Goal of the exercise
Locate each line with the string "gray" in the listing below and copy it.

Task data
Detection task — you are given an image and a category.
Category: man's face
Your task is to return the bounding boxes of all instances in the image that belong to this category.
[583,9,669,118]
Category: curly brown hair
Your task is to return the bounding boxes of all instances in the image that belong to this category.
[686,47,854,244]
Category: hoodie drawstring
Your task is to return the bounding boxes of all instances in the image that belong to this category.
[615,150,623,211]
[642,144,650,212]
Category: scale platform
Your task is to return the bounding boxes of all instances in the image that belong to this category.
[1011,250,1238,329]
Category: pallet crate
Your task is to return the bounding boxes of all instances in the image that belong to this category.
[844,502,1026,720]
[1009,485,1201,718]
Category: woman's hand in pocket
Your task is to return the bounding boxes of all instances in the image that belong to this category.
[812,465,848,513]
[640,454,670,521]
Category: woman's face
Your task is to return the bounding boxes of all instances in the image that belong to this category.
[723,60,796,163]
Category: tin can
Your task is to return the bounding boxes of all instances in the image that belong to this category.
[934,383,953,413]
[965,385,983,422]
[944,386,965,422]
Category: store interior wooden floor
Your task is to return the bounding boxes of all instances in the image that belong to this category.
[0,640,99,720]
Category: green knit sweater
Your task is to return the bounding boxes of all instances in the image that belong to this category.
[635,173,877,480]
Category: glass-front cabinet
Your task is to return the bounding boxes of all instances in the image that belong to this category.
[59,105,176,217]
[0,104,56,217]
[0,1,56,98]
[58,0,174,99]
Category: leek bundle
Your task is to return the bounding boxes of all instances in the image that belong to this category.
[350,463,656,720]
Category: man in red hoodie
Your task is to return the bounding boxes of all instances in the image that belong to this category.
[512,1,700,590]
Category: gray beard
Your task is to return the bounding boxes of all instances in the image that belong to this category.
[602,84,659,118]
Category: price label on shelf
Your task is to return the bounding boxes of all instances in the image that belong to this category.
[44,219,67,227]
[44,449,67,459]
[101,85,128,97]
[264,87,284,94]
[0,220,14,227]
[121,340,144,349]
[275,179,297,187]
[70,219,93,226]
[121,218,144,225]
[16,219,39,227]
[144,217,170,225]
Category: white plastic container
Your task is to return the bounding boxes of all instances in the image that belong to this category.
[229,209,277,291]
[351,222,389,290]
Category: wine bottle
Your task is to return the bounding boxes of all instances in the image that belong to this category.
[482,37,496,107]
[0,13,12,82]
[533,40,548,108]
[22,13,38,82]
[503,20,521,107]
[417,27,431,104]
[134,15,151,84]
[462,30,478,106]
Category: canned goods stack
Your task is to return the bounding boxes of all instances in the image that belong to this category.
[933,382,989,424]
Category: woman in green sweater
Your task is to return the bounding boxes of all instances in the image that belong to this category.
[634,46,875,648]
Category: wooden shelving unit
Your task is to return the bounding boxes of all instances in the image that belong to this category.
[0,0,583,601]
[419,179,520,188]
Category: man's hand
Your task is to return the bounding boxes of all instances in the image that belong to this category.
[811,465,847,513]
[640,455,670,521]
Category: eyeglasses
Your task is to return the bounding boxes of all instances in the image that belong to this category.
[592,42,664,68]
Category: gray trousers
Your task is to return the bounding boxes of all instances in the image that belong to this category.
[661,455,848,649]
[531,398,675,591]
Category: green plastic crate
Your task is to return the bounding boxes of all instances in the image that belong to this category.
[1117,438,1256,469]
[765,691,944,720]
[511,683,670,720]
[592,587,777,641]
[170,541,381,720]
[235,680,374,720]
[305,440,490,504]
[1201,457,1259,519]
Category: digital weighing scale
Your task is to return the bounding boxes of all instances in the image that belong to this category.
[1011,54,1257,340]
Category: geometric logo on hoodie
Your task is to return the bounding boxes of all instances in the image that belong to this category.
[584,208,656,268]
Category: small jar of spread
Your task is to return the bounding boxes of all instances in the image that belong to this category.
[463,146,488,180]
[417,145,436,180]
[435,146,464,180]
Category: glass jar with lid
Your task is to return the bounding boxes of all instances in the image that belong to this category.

Response
Category: gray beard
Category: gray trousers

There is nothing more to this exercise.